REQUEST: Set down the records below word for word, from the line that contains "Point to every instance of the white window" through the line that contains "Target: arched window", including both of those lines.

SOURCE DATA:

* begin *

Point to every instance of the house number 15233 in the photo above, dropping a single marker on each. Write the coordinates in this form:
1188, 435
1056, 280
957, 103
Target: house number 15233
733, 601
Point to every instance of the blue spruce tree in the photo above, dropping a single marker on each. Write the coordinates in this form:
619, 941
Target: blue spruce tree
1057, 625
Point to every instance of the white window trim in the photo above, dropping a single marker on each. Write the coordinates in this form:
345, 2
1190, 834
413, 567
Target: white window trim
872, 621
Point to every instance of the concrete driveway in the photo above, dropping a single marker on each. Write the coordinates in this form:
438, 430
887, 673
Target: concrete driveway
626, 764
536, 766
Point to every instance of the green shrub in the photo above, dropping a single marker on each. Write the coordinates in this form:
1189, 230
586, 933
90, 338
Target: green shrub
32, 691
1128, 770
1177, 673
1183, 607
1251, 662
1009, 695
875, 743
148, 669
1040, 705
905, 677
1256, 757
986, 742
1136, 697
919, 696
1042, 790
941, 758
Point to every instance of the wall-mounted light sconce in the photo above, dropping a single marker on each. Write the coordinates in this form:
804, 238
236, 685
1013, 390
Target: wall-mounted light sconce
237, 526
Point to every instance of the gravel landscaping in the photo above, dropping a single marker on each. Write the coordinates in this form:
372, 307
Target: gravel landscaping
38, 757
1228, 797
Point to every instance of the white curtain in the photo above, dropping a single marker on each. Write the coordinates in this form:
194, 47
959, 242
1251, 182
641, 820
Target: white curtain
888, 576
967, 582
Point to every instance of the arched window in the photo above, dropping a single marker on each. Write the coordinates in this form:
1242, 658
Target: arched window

* end *
* begin *

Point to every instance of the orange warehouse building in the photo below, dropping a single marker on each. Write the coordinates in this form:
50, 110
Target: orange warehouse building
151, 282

* end *

SOLUTION TO THIS TASK:
Point to every instance of the white window trim in the photo above, dropping a single marker on each. Write the coordinates in this form:
345, 2
1190, 834
413, 567
Target: white window trim
872, 621
Point to every instance of the concrete driveway in the photo above, dropping a single marker on each. Write the coordinates in this form:
438, 430
887, 673
Target: concrete driveway
626, 764
536, 766
Point to every instance of the green shrub in the photo above, dropping a single marker on each. Write the coordinates in this form:
1189, 230
586, 933
90, 338
Target: green shrub
32, 691
1128, 770
1177, 673
1183, 607
1251, 662
1009, 695
875, 743
148, 669
1040, 705
905, 677
1256, 757
986, 742
1136, 697
919, 696
1042, 790
941, 758
Point to every instance of the wall-mounted light sconce in the photo above, dropping a single marker on each. Write the coordinates in this form:
804, 238
236, 685
1013, 390
Target: wall-mounted light sconce
237, 526
Point to every instance of the gravel landscaping in the photo above, dropping a single marker on each. Write the coordinates in this form:
372, 307
Target: gravel landscaping
38, 757
1228, 797
Point to every instance of the white curtain in the photo above, dropping a single marker on each. Write the coordinates in this form:
194, 47
959, 242
1251, 182
641, 820
Target: white curtain
888, 576
967, 582
Point to every instance of the arched window in the photo above, dropping a single marker on each. Write the coordinates in this form:
1242, 658
Target: arched window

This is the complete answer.